**EXTRAIT**
________

Au cours des dernières années, plusieurs scénarios ont été élaborés pour anticiper la façon dont Pékin pourrait s’y prendre afin de forcer une réintégration de Taïwan.
Le premier, issu des exercices de « wargaming » menés par Le Pentagone, comprend une attaque de vive force contre Taïwan, une opération d’envergure qui pourrait durer de quelques semaines à plusieurs mois, avec de lourdes pertes pour Pékin.
Le deuxième, élaboré par le think tank américain CSIS ChinaPower, annonce l’adoption par la RPC d’une approche coercitive, consistant à imposer une zone de quarantaine, ou plus simplement un blocus économique progressif de l’île, voire la mise en place d’un champ de mines tout autour de Taïwan afin de diminuer voire d’empêcher tout transport de marchandises par voie de mer, cette pression devant finir par faire plier les autorités taïwanaises ou de provoquer des révoltes populaires dans l’île.

________

**LISTE FOURNIE**
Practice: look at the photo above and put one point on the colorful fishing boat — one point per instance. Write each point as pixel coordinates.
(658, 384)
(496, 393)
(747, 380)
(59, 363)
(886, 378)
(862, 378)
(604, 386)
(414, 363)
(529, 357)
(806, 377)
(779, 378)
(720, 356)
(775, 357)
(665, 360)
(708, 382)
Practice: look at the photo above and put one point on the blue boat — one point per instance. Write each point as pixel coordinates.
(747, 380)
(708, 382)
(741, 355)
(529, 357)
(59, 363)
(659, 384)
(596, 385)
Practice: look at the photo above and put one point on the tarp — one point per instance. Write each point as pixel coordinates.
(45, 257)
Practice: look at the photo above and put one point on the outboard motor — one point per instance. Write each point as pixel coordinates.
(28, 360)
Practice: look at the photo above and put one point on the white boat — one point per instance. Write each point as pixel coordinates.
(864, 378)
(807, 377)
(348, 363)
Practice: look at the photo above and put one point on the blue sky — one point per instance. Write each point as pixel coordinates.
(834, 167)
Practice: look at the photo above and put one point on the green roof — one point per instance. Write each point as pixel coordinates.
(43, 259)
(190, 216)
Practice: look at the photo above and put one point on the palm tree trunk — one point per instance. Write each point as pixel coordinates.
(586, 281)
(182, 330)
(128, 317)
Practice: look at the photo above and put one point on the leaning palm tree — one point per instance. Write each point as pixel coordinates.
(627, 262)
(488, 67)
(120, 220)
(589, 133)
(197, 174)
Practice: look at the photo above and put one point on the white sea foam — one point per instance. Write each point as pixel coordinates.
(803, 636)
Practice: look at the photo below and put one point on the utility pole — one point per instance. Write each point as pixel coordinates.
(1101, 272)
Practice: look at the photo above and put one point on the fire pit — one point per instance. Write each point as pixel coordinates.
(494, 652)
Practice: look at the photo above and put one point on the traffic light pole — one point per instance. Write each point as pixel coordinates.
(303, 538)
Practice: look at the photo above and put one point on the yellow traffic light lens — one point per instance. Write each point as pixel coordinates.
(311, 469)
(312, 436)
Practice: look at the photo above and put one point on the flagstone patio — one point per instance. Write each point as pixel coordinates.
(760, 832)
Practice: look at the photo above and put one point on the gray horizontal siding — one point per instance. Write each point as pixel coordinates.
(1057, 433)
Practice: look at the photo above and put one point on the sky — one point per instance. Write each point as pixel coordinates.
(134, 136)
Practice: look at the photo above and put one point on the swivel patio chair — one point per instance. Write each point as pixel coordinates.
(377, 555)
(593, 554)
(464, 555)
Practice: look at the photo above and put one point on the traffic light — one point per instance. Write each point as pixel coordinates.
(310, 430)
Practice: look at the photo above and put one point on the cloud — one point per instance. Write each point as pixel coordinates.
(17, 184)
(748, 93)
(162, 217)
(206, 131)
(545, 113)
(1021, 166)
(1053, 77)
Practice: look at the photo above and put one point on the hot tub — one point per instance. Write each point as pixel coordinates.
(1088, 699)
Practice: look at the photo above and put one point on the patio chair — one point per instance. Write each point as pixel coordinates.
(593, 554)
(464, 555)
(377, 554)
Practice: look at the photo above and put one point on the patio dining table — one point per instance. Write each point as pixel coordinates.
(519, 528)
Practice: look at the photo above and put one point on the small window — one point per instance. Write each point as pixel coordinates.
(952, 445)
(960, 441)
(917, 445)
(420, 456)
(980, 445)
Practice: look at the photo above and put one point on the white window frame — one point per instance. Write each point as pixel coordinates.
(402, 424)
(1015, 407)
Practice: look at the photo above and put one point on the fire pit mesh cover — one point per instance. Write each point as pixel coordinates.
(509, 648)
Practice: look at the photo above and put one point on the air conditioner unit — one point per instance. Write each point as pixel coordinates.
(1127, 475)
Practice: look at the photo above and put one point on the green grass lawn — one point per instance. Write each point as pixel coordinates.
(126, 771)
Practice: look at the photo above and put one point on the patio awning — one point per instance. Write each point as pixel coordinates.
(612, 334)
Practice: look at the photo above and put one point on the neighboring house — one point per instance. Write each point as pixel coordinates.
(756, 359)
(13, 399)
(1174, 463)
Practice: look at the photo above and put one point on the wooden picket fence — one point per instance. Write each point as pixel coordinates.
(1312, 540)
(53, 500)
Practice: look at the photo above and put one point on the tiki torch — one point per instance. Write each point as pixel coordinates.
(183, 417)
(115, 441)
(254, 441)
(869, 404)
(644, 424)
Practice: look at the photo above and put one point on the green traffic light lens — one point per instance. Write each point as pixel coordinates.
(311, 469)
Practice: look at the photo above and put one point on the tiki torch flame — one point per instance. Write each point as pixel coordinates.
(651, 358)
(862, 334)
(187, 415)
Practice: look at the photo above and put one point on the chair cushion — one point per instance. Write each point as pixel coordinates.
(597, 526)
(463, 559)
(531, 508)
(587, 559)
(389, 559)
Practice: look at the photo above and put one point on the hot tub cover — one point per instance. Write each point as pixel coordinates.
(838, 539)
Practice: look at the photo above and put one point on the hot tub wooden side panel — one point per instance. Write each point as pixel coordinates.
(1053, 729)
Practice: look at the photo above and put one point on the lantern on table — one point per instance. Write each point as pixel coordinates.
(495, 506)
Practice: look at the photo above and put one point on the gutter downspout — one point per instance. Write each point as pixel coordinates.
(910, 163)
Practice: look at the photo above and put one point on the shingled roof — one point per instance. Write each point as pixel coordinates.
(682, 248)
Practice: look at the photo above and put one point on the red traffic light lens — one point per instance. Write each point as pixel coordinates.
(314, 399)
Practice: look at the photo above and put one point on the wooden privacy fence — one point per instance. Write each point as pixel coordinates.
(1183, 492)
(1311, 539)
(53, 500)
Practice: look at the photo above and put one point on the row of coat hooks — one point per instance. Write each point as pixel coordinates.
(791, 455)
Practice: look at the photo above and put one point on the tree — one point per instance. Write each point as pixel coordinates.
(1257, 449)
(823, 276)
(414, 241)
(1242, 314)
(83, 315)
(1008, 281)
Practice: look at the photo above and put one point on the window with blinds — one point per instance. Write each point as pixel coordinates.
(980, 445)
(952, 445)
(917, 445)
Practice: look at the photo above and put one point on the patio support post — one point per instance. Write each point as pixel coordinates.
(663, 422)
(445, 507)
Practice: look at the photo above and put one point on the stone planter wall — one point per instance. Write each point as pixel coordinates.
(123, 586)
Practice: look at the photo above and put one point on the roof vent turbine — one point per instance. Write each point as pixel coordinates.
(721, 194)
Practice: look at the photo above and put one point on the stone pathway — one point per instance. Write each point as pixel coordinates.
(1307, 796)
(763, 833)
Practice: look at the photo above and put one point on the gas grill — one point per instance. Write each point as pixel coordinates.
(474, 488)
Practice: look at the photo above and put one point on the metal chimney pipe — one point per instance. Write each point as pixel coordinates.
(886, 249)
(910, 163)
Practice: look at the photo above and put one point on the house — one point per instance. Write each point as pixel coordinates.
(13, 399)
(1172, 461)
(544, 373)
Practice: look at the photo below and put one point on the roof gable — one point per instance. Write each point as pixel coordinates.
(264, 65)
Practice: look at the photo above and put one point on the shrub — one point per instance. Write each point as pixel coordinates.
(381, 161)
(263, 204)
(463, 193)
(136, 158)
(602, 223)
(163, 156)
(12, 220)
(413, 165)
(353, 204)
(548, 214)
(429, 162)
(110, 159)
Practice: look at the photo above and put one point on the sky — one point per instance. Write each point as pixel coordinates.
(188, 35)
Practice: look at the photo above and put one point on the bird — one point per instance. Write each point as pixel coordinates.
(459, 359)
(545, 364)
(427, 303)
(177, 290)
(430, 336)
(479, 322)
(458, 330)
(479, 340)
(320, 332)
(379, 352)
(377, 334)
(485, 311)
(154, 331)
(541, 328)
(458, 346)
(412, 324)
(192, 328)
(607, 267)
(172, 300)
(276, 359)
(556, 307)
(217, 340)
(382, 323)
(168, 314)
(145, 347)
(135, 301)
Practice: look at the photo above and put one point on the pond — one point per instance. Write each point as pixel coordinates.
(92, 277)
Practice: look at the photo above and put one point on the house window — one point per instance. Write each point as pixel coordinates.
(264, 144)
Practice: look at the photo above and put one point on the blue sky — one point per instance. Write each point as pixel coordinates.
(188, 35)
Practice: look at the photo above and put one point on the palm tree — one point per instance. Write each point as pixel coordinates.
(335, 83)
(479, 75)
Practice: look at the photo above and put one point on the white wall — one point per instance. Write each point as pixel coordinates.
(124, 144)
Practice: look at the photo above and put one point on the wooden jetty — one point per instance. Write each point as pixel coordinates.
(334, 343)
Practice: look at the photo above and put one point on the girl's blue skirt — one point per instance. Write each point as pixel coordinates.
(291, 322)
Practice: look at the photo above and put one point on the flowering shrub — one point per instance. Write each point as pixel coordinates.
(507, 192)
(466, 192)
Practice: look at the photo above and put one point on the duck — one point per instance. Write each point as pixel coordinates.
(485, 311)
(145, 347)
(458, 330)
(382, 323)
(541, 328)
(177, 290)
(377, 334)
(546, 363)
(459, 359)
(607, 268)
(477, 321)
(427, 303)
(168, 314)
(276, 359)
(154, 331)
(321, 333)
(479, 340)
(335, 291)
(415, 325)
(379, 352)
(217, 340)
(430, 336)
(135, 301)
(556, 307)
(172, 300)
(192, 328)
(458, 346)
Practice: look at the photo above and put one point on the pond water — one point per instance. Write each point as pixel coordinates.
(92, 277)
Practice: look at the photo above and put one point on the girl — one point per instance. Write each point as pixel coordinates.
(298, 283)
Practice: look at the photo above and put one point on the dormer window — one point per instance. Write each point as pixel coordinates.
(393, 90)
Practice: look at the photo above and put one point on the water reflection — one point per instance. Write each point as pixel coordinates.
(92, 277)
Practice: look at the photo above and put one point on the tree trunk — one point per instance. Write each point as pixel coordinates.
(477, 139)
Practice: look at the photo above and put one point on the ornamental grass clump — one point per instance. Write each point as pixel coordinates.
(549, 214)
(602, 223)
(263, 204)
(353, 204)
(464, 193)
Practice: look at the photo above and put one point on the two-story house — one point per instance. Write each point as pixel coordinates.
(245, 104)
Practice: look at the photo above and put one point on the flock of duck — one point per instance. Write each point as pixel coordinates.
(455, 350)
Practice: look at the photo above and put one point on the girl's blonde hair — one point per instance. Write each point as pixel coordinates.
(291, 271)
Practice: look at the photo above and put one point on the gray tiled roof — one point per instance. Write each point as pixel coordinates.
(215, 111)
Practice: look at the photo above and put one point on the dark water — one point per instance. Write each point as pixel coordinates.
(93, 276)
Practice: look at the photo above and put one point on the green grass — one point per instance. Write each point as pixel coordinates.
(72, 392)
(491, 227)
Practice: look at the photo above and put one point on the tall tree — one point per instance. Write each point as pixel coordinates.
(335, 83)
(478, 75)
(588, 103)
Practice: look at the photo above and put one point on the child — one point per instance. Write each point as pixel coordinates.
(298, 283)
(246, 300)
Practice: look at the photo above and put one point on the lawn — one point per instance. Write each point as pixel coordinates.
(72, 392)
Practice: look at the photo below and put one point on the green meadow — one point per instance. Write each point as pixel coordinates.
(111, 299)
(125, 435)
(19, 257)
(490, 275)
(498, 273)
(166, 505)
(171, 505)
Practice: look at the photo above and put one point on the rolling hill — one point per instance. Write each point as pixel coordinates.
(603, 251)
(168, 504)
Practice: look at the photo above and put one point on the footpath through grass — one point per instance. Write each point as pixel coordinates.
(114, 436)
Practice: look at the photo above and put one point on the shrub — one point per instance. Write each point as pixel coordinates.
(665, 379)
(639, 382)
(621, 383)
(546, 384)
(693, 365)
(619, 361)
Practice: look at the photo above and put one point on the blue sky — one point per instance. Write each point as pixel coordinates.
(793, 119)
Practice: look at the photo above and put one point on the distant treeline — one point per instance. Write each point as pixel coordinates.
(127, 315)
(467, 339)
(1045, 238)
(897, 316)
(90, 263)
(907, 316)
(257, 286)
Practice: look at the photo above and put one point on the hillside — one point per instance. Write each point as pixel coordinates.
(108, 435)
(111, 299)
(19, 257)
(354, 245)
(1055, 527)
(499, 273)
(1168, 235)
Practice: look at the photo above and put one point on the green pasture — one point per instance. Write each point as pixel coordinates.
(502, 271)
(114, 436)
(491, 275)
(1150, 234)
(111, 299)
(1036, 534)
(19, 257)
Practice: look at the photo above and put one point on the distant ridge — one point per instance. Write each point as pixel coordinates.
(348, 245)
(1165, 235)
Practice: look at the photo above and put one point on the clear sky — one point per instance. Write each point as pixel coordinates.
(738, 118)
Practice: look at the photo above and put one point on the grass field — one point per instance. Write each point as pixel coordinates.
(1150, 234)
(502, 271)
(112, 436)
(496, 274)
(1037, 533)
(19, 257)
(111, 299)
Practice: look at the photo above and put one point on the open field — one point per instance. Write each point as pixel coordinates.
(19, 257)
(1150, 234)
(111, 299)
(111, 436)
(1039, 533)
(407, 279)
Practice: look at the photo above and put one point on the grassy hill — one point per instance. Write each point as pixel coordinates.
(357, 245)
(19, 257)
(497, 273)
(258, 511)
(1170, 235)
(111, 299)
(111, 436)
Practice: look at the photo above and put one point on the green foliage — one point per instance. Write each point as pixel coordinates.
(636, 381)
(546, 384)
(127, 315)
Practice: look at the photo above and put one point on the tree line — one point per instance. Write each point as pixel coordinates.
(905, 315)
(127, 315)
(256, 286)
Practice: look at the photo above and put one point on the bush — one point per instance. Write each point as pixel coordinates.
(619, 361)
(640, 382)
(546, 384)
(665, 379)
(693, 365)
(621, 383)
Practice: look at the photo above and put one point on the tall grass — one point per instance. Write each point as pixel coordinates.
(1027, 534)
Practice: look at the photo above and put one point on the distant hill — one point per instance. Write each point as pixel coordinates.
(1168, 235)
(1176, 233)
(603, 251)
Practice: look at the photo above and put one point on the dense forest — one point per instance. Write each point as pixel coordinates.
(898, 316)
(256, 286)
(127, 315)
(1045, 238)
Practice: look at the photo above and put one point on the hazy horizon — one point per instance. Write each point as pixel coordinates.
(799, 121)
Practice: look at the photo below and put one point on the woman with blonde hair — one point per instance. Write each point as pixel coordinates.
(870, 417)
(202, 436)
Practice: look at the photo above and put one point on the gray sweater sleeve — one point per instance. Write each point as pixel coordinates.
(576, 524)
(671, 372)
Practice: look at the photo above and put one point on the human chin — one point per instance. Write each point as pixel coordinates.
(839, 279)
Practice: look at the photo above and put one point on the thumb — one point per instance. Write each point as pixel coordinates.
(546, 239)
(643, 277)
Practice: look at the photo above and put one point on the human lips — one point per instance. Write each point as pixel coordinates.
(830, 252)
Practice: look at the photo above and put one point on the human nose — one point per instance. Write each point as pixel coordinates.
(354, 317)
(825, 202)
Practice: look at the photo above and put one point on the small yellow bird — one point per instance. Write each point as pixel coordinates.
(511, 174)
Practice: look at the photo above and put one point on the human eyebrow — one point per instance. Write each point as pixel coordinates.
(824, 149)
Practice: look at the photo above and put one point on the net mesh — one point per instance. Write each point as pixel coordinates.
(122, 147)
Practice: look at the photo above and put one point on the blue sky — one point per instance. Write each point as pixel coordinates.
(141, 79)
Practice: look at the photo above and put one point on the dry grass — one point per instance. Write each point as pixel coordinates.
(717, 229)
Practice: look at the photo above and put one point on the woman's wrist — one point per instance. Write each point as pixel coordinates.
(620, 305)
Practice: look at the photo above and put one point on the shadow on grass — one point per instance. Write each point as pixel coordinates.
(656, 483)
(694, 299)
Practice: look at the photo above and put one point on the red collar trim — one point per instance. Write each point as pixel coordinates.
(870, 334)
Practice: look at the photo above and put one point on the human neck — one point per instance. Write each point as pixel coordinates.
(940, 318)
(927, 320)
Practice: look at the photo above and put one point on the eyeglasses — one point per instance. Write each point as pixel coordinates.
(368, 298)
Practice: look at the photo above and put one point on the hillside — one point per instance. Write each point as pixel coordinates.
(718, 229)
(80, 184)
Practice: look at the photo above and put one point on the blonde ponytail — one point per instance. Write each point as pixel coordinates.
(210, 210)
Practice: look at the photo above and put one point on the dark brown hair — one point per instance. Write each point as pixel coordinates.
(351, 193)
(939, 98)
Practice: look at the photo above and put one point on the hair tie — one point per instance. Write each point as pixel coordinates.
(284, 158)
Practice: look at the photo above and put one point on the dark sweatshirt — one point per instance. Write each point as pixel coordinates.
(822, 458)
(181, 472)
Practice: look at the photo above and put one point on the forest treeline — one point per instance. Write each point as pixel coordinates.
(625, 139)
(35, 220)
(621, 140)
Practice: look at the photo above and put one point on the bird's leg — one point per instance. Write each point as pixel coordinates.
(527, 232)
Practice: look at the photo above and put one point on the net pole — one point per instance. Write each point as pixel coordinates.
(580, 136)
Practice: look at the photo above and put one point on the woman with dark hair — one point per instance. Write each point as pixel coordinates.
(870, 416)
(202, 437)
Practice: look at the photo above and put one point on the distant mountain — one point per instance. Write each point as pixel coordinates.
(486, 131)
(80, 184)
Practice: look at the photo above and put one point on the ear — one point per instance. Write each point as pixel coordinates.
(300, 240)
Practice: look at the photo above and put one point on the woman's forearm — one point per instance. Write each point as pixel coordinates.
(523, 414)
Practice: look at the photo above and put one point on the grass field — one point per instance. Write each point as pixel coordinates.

________

**VOTRE TÂCHE**
Recopiez intégralement l'extrait consacré aux scénarios d'une réintégration forcée de Taïwan par Pékin.

**RÉPONSE PROPOSÉE**
Au cours des dernières années, plusieurs scénarios ont été élaborés pour anticiper la façon dont Pékin pourrait s’y prendre afin de forcer une réintégration de Taïwan.
Le premier, issu des exercices de « wargaming » menés par Le Pentagone, comprend une attaque de vive force contre Taïwan, une opération d’envergure qui pourrait durer de quelques semaines à plusieurs mois, avec de lourdes pertes pour Pékin.
Le deuxième, élaboré par le think tank américain CSIS ChinaPower, annonce l’adoption par la RPC d’une approche coercitive, consistant à imposer une zone de quarantaine, ou plus simplement un blocus économique progressif de l’île, voire la mise en place d’un champ de mines tout autour de Taïwan afin de diminuer voire d’empêcher tout transport de marchandises par voie de mer, cette pression devant finir par faire plier les autorités taïwanaises ou de provoquer des révoltes populaires dans l’île.